#### EXCERPTED TEXT
NORTH HAVEN, Conn. - Smoke gets in your eyes...and in your throat and lungs, according to opponents of the shed-like structure known as an outdoor wood furnace. They are already banned in 14 Connecticut towns, but opponents are seeking a statewide ban.

A research organization, called Environment and Human Health, Inc., recently put out a report detailing what it sees as the health impacts, including respiratory problems and exposure to carcinogens. Nancy Alderman is the group's president.

"It is important that local towns do this, in order to protect not only the health of their citizens, but also property values. People who are impacted by these cannot sell their homes."

She says the state ban, proposed by state Sen. Ed Meyer (D-Guilford), would exempt farmers. Opponents of the ban say the problem can be handled with tighter regulations and more careful siting. Alderman counters that current regulations about setbacks from neighbors' property and the height of smokestacks are irrelevant, because the smoke comes out fairly cool and does not dissipate, but stays in a plume for about a half-mile.

"First of all, it doesn't matter how high the stack is, because the plume falls. And, because it goes for half a mile, a 200-foot setback just does not protect neighbors or neighborhoods."

Hamden resident Michael Bergman has used such a furnace for years, and says he has had no complaints from neighbors. To Bergman, it is a reasonable alternative to heating with fossil fuels, and he notes that the technology is constantly evolving.

"To place a ban on something which is changing at a time when alternative energy is a big deal is foolhardy, and unfair."

Alderman says her group took up the issue only after receiving desperate pleas from homeowners around the state who have been affected by smoke from the outdoor furnaces. The report is online at www.ehhi.org/reports/woodsmoke.

#### LISTED RECORDS
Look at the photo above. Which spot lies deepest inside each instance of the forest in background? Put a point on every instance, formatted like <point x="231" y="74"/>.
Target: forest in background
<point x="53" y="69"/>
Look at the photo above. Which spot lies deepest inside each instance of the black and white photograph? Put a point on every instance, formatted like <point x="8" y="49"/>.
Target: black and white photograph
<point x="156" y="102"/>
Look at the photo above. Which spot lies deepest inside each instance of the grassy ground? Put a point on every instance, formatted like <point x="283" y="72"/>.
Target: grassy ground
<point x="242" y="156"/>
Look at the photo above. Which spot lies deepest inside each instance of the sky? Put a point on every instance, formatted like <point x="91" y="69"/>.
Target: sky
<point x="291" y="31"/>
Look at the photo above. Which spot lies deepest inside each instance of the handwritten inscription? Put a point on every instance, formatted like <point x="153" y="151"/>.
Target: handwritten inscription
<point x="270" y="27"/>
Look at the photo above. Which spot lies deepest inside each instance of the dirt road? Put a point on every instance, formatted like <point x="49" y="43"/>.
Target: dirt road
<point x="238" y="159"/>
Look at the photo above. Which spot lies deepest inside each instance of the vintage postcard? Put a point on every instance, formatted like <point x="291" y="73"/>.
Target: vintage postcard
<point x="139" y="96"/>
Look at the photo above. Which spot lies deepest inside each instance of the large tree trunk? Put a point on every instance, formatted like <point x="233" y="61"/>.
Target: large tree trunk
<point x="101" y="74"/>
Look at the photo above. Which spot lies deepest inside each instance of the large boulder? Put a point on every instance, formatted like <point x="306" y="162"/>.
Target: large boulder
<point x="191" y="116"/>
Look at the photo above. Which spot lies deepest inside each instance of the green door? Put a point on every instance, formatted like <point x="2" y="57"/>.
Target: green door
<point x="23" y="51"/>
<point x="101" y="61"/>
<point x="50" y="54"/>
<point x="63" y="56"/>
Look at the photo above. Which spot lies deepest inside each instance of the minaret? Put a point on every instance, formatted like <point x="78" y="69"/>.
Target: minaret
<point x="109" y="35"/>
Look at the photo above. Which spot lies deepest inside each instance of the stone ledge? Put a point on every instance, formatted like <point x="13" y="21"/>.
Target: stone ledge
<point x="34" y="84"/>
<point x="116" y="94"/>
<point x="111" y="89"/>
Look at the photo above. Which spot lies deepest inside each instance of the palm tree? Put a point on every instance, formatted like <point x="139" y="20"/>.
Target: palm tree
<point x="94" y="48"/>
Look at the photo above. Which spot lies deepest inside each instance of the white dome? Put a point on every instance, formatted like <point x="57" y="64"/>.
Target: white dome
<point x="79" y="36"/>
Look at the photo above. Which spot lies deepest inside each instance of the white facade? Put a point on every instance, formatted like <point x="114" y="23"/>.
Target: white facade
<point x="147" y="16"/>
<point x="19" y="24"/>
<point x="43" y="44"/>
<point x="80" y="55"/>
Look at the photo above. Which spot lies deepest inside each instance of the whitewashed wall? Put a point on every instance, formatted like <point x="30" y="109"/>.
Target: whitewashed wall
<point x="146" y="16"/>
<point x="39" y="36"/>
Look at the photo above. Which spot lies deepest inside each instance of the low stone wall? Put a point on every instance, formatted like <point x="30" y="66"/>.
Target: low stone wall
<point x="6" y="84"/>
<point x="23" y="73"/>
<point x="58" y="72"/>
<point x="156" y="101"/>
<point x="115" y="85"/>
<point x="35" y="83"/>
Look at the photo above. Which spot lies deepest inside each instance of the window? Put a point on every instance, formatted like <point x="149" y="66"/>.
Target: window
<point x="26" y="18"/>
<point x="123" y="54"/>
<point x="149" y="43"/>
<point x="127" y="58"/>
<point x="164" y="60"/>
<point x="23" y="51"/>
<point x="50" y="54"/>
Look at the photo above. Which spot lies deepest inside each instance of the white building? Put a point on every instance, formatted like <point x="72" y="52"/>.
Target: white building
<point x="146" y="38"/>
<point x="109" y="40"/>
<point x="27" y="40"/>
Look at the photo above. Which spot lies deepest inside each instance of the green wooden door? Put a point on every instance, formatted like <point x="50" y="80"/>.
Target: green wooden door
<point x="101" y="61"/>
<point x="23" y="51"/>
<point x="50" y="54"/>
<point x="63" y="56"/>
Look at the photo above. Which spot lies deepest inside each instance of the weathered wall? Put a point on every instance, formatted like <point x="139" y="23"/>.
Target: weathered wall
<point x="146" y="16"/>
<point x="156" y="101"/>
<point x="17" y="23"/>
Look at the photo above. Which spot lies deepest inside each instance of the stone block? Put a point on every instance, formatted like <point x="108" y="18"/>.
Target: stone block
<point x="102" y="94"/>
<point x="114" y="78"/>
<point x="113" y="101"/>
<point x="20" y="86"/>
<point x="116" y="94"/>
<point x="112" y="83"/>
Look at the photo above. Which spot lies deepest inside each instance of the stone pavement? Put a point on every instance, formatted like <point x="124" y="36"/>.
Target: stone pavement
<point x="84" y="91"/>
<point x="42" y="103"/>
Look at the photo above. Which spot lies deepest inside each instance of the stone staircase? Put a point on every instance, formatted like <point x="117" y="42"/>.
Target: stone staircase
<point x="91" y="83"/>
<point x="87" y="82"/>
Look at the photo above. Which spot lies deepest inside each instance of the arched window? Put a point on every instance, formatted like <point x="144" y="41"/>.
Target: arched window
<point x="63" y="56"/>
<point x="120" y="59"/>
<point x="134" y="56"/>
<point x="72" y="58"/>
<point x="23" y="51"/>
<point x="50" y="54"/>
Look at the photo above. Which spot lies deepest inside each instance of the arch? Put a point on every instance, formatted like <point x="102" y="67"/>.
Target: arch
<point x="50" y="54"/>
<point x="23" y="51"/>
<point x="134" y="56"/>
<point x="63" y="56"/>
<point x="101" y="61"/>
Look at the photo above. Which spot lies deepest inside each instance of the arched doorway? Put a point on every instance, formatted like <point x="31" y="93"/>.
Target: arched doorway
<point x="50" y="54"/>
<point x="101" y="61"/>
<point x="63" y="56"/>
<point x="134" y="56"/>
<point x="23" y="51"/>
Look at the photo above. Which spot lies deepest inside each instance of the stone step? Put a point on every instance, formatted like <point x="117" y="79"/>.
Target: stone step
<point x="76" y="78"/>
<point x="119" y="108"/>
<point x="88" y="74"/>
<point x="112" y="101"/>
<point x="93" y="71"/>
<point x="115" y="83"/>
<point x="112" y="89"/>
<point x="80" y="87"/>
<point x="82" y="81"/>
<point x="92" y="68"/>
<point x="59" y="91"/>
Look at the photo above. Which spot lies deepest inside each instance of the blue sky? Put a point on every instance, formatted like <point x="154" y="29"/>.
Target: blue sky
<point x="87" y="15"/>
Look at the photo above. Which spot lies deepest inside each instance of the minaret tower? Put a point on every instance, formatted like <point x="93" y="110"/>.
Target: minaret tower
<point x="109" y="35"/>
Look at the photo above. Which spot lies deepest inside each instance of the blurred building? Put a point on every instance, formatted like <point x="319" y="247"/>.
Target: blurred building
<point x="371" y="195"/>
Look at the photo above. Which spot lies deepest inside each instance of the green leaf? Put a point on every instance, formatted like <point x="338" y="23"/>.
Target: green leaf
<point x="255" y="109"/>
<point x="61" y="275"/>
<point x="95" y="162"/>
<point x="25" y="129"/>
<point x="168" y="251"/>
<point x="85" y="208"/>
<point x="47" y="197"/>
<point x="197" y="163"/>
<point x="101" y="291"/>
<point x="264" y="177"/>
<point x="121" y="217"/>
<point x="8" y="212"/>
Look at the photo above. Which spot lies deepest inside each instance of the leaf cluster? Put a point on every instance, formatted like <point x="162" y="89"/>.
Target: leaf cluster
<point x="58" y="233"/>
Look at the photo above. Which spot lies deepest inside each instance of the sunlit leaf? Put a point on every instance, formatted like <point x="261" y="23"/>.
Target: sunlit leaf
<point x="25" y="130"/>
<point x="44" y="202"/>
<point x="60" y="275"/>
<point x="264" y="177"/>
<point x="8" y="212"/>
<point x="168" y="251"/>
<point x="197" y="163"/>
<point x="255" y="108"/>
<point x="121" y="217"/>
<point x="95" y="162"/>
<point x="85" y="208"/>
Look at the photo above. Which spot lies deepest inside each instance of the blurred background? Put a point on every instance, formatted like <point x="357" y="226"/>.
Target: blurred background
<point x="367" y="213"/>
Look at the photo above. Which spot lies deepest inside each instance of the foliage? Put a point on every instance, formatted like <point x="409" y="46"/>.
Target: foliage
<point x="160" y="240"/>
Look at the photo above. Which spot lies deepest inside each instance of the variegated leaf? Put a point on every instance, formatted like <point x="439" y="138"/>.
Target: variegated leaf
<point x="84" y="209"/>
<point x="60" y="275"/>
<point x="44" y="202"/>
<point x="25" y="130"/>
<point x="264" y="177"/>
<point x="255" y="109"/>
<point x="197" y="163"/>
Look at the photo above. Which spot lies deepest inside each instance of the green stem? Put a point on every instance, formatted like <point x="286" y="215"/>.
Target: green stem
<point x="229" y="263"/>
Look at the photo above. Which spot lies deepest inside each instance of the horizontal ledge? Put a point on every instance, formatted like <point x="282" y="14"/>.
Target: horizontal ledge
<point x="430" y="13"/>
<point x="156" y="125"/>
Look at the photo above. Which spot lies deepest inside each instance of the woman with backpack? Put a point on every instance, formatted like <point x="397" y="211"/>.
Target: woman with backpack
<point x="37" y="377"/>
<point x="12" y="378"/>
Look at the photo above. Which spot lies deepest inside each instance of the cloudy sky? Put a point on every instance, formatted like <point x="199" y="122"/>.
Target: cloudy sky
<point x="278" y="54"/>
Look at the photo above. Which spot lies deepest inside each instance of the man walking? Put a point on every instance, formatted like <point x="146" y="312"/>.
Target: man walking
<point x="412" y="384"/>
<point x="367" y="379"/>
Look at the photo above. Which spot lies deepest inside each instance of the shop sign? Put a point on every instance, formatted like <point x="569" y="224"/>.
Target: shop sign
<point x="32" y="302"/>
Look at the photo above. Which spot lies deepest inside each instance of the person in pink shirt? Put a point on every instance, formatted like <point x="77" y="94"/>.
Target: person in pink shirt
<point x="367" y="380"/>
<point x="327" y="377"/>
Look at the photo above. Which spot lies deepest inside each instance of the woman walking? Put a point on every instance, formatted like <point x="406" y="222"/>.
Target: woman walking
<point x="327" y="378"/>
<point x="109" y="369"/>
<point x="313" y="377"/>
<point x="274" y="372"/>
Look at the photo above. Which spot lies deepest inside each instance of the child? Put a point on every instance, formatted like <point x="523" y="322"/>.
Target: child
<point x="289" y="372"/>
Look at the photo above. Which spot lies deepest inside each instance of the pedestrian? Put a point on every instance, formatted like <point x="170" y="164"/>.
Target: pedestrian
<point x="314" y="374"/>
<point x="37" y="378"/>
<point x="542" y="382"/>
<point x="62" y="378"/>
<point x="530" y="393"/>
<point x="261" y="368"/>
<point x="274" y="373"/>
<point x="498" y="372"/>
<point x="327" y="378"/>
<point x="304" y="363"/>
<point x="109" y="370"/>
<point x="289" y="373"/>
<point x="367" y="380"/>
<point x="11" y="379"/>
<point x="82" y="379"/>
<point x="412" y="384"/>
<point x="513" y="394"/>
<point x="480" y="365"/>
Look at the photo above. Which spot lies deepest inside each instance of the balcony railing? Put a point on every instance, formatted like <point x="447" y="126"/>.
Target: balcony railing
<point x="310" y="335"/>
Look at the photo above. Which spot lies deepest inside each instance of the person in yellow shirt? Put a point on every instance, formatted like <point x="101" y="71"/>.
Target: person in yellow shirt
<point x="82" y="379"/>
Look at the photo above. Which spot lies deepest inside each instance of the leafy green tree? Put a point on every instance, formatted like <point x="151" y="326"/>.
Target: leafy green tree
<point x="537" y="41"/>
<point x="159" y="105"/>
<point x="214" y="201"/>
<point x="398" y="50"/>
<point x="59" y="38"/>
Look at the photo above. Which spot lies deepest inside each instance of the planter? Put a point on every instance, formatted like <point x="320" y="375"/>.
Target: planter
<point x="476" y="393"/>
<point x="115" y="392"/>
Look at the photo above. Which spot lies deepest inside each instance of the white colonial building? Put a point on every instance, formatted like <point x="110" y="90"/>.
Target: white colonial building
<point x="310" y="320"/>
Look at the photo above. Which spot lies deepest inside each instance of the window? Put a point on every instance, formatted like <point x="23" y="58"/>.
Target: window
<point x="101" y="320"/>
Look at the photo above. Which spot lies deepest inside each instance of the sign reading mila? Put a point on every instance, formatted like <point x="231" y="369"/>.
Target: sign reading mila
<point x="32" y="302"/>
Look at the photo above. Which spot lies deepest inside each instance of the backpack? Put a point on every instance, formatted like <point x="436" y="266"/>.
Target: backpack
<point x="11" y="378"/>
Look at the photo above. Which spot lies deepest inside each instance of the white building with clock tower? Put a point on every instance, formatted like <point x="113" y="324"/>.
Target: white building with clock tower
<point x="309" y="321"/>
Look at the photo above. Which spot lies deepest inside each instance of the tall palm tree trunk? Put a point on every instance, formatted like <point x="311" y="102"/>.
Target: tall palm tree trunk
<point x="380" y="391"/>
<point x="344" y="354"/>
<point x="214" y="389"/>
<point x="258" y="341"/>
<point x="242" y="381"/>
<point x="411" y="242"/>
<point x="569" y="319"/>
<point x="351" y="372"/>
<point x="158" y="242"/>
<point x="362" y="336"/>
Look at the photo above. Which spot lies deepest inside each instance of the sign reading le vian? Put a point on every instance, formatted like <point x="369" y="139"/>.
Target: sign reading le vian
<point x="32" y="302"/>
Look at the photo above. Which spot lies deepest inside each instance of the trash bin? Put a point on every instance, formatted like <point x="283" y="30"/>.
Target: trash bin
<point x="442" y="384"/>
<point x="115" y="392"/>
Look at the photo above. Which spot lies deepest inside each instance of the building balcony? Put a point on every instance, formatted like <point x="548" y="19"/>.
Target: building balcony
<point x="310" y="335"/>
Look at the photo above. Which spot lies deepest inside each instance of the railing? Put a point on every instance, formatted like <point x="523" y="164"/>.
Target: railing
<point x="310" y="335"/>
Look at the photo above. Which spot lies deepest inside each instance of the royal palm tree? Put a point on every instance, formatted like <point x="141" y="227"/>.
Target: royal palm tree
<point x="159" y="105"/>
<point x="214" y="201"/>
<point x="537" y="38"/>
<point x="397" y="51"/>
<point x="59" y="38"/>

#### DIRECTIONS
Copy the outdoor wood furnace text from "Alderman says her" to "online at www.ehhi.org/reports/woodsmoke.", renaming "her group" as "Environment and Human Health". The data above come from a different source than the text.

#### CORRECT RESULT
Alderman says Environment and Human Health took up the issue only after receiving desperate pleas from homeowners around the state who have been affected by smoke from the outdoor furnaces. The report is online at www.ehhi.org/reports/woodsmoke.